## TRECHO DO TEXTO

O cenário da tragédia foi a Fazenda Fortaleza, localizada a cerca de 30 quilômetros do centro de Palmas. Era uma sexta-feira comum de inverno quando, por volta das 16h30, o tempo começou a mudar rapidamente. O vento aumentou, nuvens escuras surgiram e o barulho no céu ficou cada vez mais forte. Logo, uma chuva de granizo cobriu o vilarejo, e os moradores perceberam que algo fora do comum estava prestes a acontecer.
A sobrevivente Flora Nadir Tonial lembra que recolhia as roupas do varal quando percebeu a aproximação da tempestade. “O barulho era ensurdecedor. Não era trovoada, era um som estranho, diferente. Acho que era o furacão que vinha na direção do povoado”, recorda.
Pouco tempo depois, o céu desabou sobre a comunidade. Ventos estimados em mais de 200 km/h atingiram em cheio a fazenda e a pequena vila formada por trabalhadores da serraria Santo Antônio. Em questão de minutos, todas as construções foram destruídas. Árvores foram arrancadas pelas raízes, tábuas e destroços voaram a longas distâncias, e o chão ficou coberto por destroços e corpos.

## TAREFA
Por favor, reproduza na íntegra, sem nenhuma alteração, o texto acima sobre a tragédia na Fazenda Fortaleza.

## INFORMAÇÕES EXIBIDAS

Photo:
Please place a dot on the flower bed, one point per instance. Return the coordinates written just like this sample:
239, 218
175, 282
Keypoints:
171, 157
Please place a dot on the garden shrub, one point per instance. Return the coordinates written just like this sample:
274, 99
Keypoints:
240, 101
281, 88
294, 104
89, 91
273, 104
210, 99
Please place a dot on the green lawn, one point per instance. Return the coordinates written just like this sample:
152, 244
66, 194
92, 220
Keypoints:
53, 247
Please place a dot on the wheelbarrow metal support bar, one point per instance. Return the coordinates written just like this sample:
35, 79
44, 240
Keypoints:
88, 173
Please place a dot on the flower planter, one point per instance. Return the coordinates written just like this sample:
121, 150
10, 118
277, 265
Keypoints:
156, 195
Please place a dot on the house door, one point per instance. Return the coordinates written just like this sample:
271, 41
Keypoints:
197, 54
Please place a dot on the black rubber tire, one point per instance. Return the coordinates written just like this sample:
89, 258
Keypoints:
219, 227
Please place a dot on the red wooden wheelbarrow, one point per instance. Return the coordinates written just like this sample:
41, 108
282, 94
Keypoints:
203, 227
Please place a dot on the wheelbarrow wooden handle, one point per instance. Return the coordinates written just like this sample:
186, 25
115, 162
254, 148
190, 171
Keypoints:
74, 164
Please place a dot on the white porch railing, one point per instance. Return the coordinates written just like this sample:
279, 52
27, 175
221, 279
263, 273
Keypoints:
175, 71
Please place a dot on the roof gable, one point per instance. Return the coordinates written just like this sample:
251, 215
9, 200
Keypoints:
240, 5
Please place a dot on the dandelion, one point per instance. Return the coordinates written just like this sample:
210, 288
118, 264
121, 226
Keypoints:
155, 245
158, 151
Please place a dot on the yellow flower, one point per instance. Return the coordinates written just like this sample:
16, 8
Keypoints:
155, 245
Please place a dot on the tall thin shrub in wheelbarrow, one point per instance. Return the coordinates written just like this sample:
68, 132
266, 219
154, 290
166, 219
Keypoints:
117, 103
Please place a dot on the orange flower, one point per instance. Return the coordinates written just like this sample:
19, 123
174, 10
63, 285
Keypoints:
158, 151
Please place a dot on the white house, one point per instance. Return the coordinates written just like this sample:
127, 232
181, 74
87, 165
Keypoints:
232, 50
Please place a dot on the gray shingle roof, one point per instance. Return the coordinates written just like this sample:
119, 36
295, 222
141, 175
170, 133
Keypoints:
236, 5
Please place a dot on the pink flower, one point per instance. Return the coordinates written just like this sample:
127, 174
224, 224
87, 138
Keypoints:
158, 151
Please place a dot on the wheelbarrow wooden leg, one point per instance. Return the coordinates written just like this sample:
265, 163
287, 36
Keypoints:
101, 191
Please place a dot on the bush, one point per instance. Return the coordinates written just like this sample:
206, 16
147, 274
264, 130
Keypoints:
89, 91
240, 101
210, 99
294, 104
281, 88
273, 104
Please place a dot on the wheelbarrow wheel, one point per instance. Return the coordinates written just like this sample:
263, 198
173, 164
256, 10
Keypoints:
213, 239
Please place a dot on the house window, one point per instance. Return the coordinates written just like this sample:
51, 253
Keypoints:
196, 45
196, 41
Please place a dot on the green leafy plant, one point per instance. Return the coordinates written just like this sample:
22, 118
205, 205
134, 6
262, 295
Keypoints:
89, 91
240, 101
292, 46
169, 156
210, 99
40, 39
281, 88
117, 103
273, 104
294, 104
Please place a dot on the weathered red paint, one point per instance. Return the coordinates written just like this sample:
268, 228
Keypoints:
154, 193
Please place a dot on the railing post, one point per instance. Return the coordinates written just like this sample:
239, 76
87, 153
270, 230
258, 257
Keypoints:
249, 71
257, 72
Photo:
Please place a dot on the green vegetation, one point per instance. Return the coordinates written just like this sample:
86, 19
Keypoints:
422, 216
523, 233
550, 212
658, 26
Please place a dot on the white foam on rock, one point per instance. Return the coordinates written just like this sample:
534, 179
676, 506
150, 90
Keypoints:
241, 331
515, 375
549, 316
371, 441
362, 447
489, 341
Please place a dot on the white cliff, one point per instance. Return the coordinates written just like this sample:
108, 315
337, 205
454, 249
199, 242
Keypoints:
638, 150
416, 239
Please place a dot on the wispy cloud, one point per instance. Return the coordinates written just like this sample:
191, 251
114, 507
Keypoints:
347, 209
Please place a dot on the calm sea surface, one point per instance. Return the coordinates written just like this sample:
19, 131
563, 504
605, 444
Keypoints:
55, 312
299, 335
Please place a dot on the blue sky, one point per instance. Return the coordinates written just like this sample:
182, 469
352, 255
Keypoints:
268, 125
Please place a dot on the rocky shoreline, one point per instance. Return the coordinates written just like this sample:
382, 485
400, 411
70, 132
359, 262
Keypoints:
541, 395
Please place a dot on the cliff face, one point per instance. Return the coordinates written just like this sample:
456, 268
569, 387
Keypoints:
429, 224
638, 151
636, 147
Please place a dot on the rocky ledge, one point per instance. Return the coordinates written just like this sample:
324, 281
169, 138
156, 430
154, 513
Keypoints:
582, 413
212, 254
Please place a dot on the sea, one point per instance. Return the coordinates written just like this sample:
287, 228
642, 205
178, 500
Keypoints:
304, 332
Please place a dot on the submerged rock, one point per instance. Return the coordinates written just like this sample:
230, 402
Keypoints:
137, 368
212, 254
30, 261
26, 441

## RESPOSTA DA TAREFA
O cenário da tragédia foi a Fazenda Fortaleza, localizada a cerca de 30 quilômetros do centro de Palmas. Era uma sexta-feira comum de inverno quando, por volta das 16h30, o tempo começou a mudar rapidamente. O vento aumentou, nuvens escuras surgiram e o barulho no céu ficou cada vez mais forte. Logo, uma chuva de granizo cobriu o vilarejo, e os moradores perceberam que algo fora do comum estava prestes a acontecer.
A sobrevivente Flora Nadir Tonial lembra que recolhia as roupas do varal quando percebeu a aproximação da tempestade. “O barulho era ensurdecedor. Não era trovoada, era um som estranho, diferente. Acho que era o furacão que vinha na direção do povoado”, recorda.
Pouco tempo depois, o céu desabou sobre a comunidade. Ventos estimados em mais de 200 km/h atingiram em cheio a fazenda e a pequena vila formada por trabalhadores da serraria Santo Antônio. Em questão de minutos, todas as construções foram destruídas. Árvores foram arrancadas pelas raízes, tábuas e destroços voaram a longas distâncias, e o chão ficou coberto por destroços e corpos.